──────── Excerto selecionado

Durante a consulta pública sobre a AIA, realizada em Maputo a 9 de Setembro de 2013, e em encontros com o MICOA antes e depois disso, fomos informados ainda de que se decidira inverter a ordem de precedência das licenças porque “seria complicado para o investidor realizar a AIA sem ter o DUAT da área”. Este argumento preocupou-nos porque, para além de confirmar que o licenciamento de projectos está a ser conduzido à margem da lei, deixou transparecer a existência de uma confusão entre a necessidade de determinação da base territorial para a realização da AIA e a necessidade de emissão do DUAT sobre a área pretendida. Parece-nos que o MICOA e os assessores da empresa confundiram “identificação prévia do terreno” com “obtenção prévia do DUAT”… (Vejam-se Artigos 25 e 27 do Regulamento da Lei de Terras).

────────────────

- [Trabalho a realizar]:
**a.** Indique se cada afirmação concorda com o excerto, respondendo sim ou não e citando as palavras decisivas do excerto: (i) a consulta pública sobre a AIA decorreu em Maputo; (ii) o argumento apresentado causou preocupação; (iii) a ordem de precedência das licenças manteve-se inalterada.
**b.** Reproduza fielmente o trecho do excerto que vai de "Durante a consulta" a "Lei de Terras).".

──────── Material fornecido

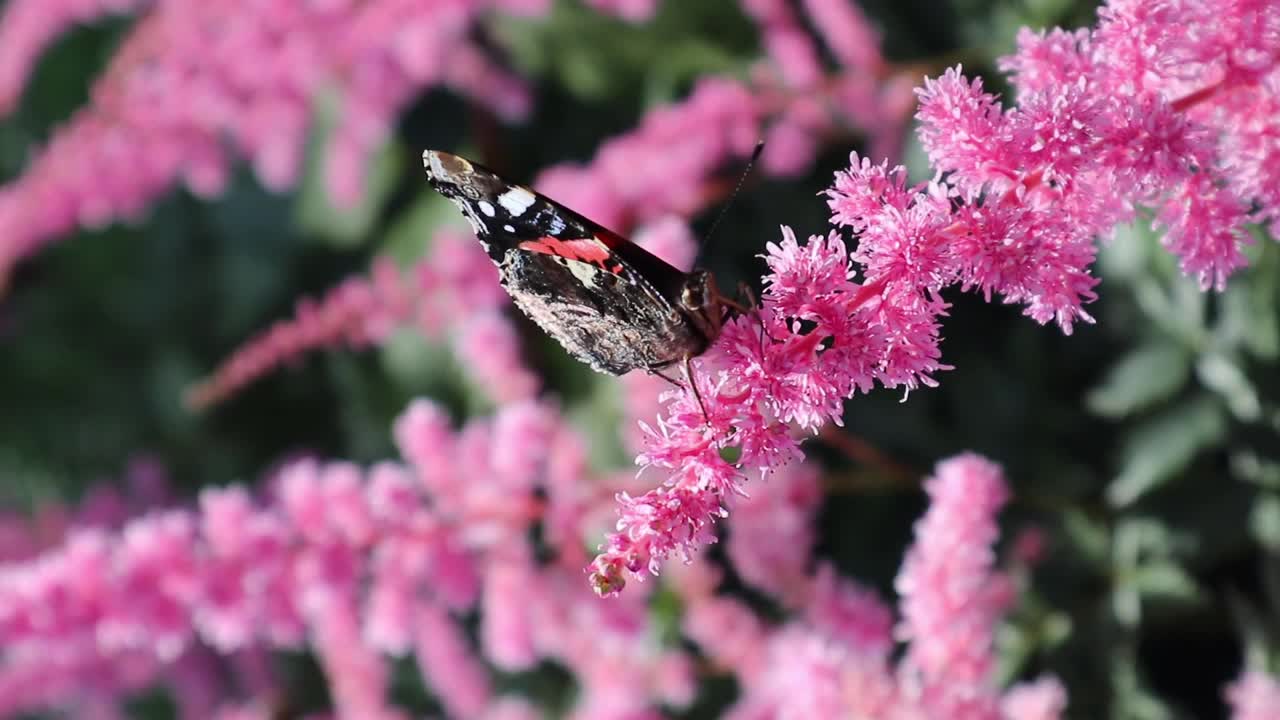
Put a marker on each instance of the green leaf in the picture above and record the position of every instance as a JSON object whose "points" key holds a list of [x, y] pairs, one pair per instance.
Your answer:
{"points": [[315, 210], [1265, 522], [1224, 376], [1127, 253], [1164, 579], [1165, 445], [1144, 377], [1088, 537], [411, 233]]}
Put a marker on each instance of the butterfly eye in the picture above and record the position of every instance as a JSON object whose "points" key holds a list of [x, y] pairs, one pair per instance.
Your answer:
{"points": [[698, 291]]}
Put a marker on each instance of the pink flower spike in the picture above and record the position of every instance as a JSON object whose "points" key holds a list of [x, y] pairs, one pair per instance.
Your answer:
{"points": [[1040, 700], [1255, 696], [951, 595]]}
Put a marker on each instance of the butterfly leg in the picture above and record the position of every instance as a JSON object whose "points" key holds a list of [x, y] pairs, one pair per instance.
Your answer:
{"points": [[693, 386], [750, 308], [689, 382]]}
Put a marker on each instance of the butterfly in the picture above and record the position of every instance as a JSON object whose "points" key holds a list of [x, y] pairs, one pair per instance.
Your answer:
{"points": [[608, 301]]}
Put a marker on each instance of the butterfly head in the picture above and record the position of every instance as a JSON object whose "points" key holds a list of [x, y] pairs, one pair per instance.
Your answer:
{"points": [[702, 301]]}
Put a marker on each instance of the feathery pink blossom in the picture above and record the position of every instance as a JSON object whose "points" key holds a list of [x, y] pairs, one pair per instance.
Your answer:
{"points": [[1255, 696], [1022, 196], [353, 564], [951, 595], [27, 27], [833, 657], [776, 372], [196, 85]]}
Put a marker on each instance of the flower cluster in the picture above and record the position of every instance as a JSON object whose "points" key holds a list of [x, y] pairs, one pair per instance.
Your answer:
{"points": [[833, 657], [196, 85], [668, 163], [452, 291], [356, 565], [362, 564], [1022, 196]]}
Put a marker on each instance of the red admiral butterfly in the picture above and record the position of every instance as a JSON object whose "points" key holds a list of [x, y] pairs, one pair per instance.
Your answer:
{"points": [[608, 301]]}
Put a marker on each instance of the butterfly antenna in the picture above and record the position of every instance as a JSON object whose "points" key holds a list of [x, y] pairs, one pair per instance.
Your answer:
{"points": [[741, 180]]}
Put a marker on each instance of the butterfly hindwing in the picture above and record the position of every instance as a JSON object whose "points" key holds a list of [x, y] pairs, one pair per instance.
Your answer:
{"points": [[608, 301]]}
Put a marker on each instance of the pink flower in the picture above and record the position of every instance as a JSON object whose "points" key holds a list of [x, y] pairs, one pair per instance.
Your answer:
{"points": [[196, 85], [775, 370], [634, 10], [1255, 696], [951, 596], [453, 290]]}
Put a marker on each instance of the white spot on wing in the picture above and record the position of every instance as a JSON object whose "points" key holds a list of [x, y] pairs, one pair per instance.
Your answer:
{"points": [[584, 272], [516, 200]]}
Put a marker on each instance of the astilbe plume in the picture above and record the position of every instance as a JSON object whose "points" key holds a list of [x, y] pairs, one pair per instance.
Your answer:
{"points": [[452, 292], [196, 85], [668, 164], [833, 656], [1255, 696], [1022, 196], [357, 565]]}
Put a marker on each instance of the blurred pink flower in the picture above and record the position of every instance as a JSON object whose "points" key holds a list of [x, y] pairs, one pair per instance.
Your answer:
{"points": [[453, 291], [833, 659], [1020, 197], [352, 564], [27, 27], [951, 597], [196, 85], [1255, 696], [634, 10]]}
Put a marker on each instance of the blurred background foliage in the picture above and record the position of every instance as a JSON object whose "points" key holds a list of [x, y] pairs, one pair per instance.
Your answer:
{"points": [[1146, 447]]}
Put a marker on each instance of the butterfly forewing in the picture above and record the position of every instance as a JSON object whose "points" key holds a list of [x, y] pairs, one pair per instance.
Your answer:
{"points": [[608, 301]]}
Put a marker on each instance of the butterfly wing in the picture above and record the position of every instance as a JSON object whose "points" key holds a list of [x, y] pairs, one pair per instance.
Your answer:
{"points": [[608, 301]]}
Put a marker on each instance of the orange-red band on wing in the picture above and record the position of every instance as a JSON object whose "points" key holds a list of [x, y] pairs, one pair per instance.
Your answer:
{"points": [[584, 250]]}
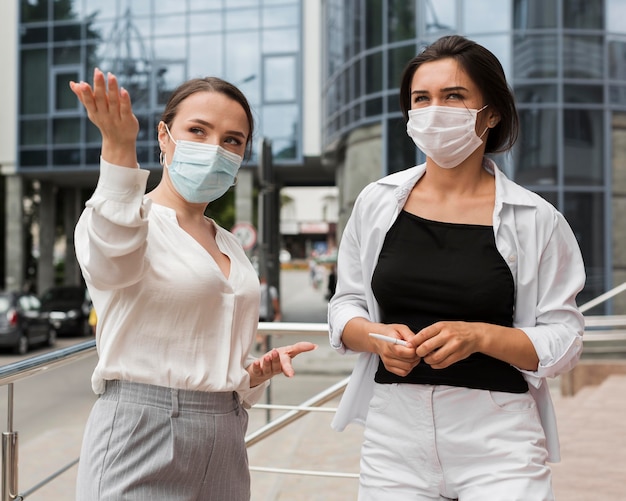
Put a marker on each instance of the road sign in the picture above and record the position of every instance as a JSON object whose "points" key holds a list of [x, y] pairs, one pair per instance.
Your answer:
{"points": [[246, 234]]}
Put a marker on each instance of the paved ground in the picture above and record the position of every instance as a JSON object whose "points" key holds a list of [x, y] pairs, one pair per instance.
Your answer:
{"points": [[592, 427]]}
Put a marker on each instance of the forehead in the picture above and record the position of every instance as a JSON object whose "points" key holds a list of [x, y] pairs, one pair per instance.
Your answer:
{"points": [[441, 74], [215, 108]]}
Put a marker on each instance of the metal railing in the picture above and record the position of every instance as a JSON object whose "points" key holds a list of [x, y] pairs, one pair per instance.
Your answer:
{"points": [[601, 328]]}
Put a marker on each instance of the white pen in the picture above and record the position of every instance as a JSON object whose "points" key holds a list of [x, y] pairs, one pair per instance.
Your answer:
{"points": [[389, 339]]}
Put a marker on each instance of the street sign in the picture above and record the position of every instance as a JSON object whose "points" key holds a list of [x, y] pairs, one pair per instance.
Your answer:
{"points": [[246, 234]]}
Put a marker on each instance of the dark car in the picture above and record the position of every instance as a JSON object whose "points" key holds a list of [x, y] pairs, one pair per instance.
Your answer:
{"points": [[22, 323], [68, 308]]}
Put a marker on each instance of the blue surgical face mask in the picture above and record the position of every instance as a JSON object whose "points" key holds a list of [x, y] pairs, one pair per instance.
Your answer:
{"points": [[202, 173]]}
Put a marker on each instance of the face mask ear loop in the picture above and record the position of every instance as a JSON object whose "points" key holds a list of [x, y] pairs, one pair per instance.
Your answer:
{"points": [[167, 129]]}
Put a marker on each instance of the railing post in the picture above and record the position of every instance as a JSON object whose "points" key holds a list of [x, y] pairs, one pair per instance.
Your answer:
{"points": [[9, 453]]}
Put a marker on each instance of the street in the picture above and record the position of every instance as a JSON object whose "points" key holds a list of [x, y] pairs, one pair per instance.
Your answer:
{"points": [[50, 408]]}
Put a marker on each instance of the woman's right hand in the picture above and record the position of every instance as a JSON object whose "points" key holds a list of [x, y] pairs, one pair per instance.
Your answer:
{"points": [[109, 108], [398, 359]]}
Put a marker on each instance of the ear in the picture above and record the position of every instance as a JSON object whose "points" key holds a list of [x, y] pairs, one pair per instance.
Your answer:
{"points": [[162, 135], [493, 120]]}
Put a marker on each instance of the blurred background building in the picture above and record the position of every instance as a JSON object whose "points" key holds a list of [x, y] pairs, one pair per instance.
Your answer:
{"points": [[322, 77], [566, 61]]}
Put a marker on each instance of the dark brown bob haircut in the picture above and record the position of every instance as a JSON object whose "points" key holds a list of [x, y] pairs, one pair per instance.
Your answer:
{"points": [[208, 84], [485, 71]]}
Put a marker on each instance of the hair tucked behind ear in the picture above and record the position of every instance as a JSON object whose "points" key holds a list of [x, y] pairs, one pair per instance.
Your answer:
{"points": [[208, 84], [484, 69]]}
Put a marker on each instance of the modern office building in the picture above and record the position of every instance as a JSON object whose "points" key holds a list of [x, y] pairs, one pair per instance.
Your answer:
{"points": [[565, 60], [152, 46]]}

────────────────

- [Resultados do exercício]:
**a.**
(i) Sim: "realizada em Maputo a 9 de Setembro de 2013".
(ii) Sim: "Este argumento preocupou-nos".
(iii) Não: "se decidira inverter a ordem de precedência das licenças".

**b.**
Durante a consulta pública sobre a AIA, realizada em Maputo a 9 de Setembro de 2013, e em encontros com o MICOA antes e depois disso, fomos informados ainda de que se decidira inverter a ordem de precedência das licenças porque “seria complicado para o investidor realizar a AIA sem ter o DUAT da área”. Este argumento preocupou-nos porque, para além de confirmar que o licenciamento de projectos está a ser conduzido à margem da lei, deixou transparecer a existência de uma confusão entre a necessidade de determinação da base territorial para a realização da AIA e a necessidade de emissão do DUAT sobre a área pretendida. Parece-nos que o MICOA e os assessores da empresa confundiram “identificação prévia do terreno” com “obtenção prévia do DUAT”… (Vejam-se Artigos 25 e 27 do Regulamento da Lei de Terras).